§ **What to produce**
In the passage on Hollymead's history, rewrite the paragraph beginning "The Monacan had several large villages" as a short bulleted list that keeps its main facts.

§ **Source excerpt**
__________

The history of the Hollymead area begins with Native American inhabitants known as the Monacan Nation.
The Monacan had several large villages throughout the region. One village, Monasukapanough, was located on both sides of the South Fork of the Rivanna River, near the current intersection of Route 29 and Polo Grounds Road. The village was abandoned around 1700, before the arrival of English settlers in the area.

The village of Monasukapanough, and by extension Hollymead, was first shown on a 1612 map by John Smith. This map from 1630 is based on Smith’s earlier map.
Nova Virginia Tabula, courtesy David Rumsey Map Collection

The Monacan at Monasukapanough were undoubtedly familiar with the rivers and land throughout the Hollymead area. Archaeologist David Ives Bushnell, Jr. studied the Monacan Indians in the early Twentieth Century and described the Hollymead environment:
Game was plentiful during the days of Indian occupancy, and deer, bear, and the smaller animals were here in vast numbers.

__________

§ **Record excerpts**
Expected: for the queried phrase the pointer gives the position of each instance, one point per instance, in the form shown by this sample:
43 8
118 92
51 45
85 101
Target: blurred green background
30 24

__________

§ **Right answer**
- The Monacan had several large villages across the region.
- One, Monasukapanough, lay on both sides of the South Fork of the Rivanna River, near today's intersection of Route 29 and Polo Grounds Road.
- It was abandoned around 1700, before English settlers arrived.